■ Data excerpts ■
-.-.-

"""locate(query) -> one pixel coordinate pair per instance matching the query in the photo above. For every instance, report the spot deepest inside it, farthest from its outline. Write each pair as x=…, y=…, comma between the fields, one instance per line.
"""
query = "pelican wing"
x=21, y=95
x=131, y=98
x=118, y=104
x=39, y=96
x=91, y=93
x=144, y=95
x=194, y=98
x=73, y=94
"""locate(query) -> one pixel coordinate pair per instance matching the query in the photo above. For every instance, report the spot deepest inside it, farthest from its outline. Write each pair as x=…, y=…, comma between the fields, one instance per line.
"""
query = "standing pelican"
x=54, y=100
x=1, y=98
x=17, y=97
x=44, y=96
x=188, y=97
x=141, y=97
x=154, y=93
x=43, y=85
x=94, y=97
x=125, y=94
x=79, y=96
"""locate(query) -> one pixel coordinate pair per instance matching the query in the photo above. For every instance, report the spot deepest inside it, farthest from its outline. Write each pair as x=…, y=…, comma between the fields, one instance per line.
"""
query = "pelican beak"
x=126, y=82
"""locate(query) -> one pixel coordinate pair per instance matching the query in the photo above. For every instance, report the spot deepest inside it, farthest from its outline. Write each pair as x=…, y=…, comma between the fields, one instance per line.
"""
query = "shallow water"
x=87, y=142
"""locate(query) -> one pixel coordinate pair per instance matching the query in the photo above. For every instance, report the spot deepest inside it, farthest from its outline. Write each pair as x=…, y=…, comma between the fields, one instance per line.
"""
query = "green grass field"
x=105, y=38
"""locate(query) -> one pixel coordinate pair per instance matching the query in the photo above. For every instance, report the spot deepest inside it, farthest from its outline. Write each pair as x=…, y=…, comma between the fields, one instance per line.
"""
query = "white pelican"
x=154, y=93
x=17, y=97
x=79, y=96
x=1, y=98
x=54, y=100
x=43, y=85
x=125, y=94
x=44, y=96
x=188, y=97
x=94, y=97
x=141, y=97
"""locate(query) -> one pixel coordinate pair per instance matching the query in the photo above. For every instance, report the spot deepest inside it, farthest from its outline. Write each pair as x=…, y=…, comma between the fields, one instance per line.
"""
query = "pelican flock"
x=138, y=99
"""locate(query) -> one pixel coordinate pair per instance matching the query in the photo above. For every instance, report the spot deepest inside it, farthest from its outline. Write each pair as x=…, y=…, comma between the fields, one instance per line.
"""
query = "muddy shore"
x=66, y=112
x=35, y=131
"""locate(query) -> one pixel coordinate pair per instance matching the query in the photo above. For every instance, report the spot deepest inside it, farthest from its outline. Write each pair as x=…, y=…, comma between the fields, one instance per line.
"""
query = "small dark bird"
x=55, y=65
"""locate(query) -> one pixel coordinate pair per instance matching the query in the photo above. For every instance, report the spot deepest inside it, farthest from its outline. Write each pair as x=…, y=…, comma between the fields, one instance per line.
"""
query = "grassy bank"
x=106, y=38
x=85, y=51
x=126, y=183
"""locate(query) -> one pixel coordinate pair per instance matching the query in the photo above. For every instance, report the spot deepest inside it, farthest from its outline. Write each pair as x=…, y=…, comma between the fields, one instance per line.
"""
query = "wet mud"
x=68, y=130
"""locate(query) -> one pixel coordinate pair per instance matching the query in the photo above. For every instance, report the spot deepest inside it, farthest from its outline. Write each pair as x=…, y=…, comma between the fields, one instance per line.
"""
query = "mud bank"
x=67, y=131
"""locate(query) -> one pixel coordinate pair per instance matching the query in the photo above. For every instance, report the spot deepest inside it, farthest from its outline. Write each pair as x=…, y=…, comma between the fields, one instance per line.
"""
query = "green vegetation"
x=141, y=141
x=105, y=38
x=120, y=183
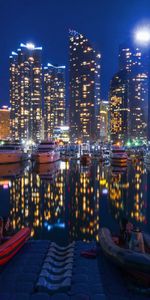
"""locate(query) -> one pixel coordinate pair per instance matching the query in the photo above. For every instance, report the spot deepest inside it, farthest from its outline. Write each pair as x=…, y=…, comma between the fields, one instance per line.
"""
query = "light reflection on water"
x=66, y=201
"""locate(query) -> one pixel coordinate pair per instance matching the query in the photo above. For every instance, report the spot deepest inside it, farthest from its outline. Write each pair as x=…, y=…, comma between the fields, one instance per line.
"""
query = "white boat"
x=11, y=153
x=118, y=156
x=47, y=152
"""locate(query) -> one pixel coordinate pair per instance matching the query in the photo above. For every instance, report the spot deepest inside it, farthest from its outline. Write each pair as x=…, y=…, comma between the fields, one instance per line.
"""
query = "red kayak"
x=9, y=248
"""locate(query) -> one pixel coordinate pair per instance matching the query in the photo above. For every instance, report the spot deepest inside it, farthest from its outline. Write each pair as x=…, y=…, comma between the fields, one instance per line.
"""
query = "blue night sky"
x=106, y=23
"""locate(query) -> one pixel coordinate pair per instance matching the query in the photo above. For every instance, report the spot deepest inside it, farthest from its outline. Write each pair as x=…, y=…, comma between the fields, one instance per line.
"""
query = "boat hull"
x=134, y=263
x=44, y=158
x=7, y=158
x=13, y=245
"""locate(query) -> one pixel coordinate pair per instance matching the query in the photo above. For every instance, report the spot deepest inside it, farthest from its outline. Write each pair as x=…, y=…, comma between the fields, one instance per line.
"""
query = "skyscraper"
x=104, y=111
x=4, y=123
x=119, y=110
x=138, y=105
x=26, y=93
x=84, y=89
x=133, y=61
x=54, y=98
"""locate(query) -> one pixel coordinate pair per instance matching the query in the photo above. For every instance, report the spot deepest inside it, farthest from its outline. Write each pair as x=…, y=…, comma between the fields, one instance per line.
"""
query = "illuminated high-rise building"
x=84, y=89
x=119, y=110
x=4, y=123
x=132, y=89
x=26, y=93
x=138, y=105
x=104, y=112
x=54, y=98
x=131, y=57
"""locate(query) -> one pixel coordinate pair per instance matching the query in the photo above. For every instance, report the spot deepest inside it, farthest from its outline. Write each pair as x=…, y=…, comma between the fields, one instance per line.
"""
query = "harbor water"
x=66, y=201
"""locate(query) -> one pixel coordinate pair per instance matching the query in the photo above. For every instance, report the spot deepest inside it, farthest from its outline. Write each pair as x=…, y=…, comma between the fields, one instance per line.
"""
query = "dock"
x=91, y=279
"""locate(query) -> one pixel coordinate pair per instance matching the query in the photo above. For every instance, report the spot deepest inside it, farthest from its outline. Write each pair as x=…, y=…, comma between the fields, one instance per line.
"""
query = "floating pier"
x=44, y=271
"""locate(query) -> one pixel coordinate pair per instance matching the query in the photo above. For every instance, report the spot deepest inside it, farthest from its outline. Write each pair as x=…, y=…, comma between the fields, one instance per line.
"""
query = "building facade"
x=119, y=108
x=104, y=114
x=84, y=89
x=132, y=89
x=26, y=93
x=4, y=123
x=54, y=99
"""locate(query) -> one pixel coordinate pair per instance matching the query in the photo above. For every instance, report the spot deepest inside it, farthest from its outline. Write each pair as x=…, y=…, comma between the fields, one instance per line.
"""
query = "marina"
x=67, y=202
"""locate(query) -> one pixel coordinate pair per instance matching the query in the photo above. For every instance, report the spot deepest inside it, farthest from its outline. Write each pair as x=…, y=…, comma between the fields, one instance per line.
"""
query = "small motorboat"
x=9, y=248
x=134, y=263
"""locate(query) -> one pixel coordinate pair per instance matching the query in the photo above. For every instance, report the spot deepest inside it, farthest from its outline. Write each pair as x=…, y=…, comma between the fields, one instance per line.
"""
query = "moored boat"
x=118, y=156
x=147, y=158
x=10, y=170
x=9, y=248
x=135, y=263
x=11, y=153
x=47, y=152
x=85, y=159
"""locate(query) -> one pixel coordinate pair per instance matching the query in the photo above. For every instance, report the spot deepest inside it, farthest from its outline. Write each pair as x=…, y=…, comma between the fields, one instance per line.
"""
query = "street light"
x=142, y=35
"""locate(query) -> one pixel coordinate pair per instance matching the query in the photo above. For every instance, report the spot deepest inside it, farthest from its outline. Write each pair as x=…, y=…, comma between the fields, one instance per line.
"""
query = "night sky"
x=106, y=23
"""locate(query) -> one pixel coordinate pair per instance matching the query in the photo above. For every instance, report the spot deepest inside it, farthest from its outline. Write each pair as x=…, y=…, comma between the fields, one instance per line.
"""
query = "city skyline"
x=53, y=38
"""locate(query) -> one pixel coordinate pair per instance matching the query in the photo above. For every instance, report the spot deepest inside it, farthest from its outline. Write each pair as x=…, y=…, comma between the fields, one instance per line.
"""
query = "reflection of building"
x=54, y=98
x=84, y=204
x=104, y=121
x=37, y=203
x=61, y=134
x=4, y=123
x=119, y=107
x=84, y=89
x=26, y=93
x=127, y=194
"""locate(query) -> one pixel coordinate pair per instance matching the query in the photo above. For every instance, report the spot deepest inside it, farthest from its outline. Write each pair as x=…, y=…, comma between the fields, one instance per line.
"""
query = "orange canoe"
x=9, y=248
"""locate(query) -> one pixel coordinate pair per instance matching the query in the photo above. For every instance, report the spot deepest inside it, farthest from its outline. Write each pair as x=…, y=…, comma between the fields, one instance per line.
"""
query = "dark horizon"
x=46, y=24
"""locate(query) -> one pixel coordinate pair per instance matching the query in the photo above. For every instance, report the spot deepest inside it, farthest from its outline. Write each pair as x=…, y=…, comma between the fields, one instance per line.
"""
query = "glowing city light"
x=142, y=35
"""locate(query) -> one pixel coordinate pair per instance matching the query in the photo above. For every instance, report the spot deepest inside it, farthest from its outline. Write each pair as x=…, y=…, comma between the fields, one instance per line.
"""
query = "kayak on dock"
x=9, y=248
x=135, y=263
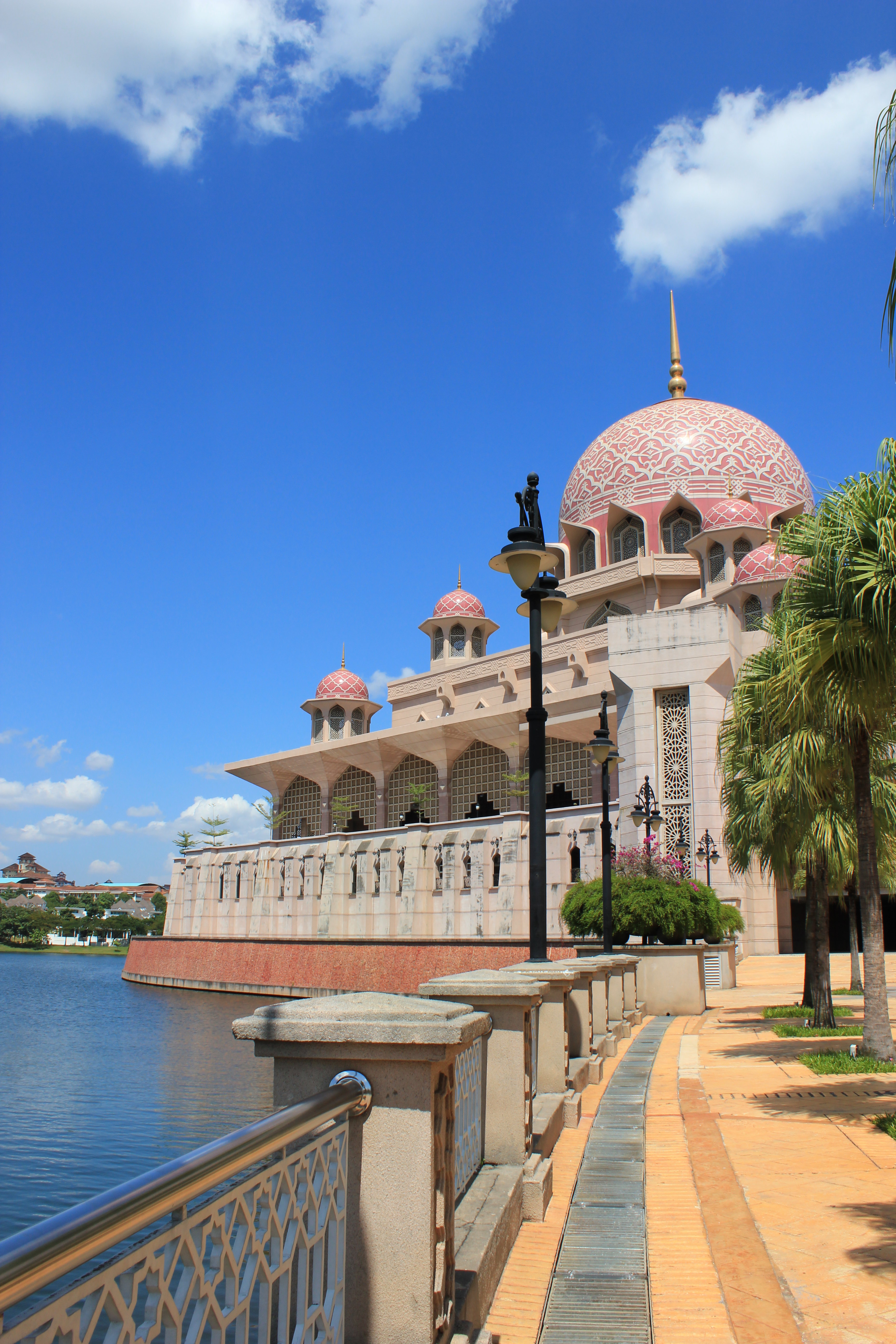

-.-.-

■ Directions ■
Scale everything from the start of the listing down to the line containing "x=87, y=142", both included, and rewrite those lines with the requests left as they are. Multiply each pixel coordinate in the answers by 0.75 and round it to a whole number, with halves rounded up.

■ Response for this exercise ■
"""locate(query) -> one pixel coordinate pair per instance matching the query in the photo above. For every instance, report the spot deepest inside it, farthest from its outline. Write each pair as x=…, y=…, comma between the fields, one instance per line.
"""
query = "pelican wing"
x=16, y=71
x=98, y=74
x=89, y=78
x=29, y=72
x=68, y=70
x=108, y=71
x=146, y=74
x=55, y=71
"""locate(query) -> one pixel coordinate pair per instance matching the query in the photo above. For every instance, report the spot deepest inside it, farthest from its outline. Write each pair as x=…, y=…, comma between the fields, one instance per line.
"""
query = "standing pelican"
x=41, y=75
x=1, y=74
x=13, y=73
x=33, y=72
x=141, y=73
x=106, y=73
x=116, y=70
x=32, y=64
x=71, y=73
x=94, y=71
x=59, y=72
"""locate(query) -> one pixel coordinate pair per instance matching the query in the photo above. For every instance, report the spot deepest inside it, farthest from its outline. Write each pair as x=…, y=…, comma between the fields, one instance per line.
"""
query = "pelican beak"
x=95, y=62
"""locate(query) -> one pixel coordinate pair per instance matching the query in the photo above. For every instance, report the spot deepest inside it, farthest from its outline. Write each pair as x=…, y=…, comma between the fields, one instance per line.
"""
query = "shallow water"
x=65, y=107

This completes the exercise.